[Information given start]

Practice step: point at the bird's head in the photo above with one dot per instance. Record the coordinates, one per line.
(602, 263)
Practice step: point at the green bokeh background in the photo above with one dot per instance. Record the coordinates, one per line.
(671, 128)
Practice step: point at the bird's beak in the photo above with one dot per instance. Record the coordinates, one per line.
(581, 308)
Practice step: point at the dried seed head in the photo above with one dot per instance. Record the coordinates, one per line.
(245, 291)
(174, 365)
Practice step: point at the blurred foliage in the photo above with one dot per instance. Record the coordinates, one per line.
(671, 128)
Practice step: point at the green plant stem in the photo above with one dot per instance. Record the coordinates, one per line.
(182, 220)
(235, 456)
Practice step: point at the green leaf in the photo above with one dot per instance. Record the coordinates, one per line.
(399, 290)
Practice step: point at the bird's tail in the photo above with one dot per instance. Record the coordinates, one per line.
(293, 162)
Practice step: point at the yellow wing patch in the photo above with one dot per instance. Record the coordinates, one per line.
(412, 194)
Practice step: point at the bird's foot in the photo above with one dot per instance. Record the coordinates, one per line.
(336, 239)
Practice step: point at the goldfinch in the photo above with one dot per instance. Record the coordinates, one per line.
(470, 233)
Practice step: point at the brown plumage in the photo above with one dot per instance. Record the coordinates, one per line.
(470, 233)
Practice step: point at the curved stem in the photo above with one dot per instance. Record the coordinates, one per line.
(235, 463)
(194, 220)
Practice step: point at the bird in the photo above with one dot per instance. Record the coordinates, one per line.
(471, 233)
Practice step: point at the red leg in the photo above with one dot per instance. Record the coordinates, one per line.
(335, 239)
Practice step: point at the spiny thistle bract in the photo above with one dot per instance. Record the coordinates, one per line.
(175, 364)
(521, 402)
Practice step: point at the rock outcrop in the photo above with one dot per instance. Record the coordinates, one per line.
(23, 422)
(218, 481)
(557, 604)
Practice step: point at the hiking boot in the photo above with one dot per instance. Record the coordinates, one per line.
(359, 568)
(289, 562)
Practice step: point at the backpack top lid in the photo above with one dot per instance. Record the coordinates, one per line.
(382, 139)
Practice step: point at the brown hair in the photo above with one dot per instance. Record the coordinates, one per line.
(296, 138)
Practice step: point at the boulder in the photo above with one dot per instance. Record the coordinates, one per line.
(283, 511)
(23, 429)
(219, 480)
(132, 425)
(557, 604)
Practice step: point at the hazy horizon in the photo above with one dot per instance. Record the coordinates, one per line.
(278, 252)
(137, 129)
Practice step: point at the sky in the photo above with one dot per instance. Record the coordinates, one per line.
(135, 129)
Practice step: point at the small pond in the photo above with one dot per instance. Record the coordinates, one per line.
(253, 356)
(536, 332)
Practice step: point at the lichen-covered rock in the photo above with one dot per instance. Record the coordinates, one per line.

[Information given end]

● Exercise brief: Revise the material from the line containing "Practice step: point at the small" through the end of the material by replacing "Practice step" with "Training exercise" and leaving everything else unchanged.

● Written answer:
Training exercise: point at the small pond in the photo above with one dot per instance. Record the coordinates, one per line.
(253, 356)
(536, 332)
Training exercise: point at the lichen-covered rock in the photo above with one dot per instance. Record the coordinates, one per line.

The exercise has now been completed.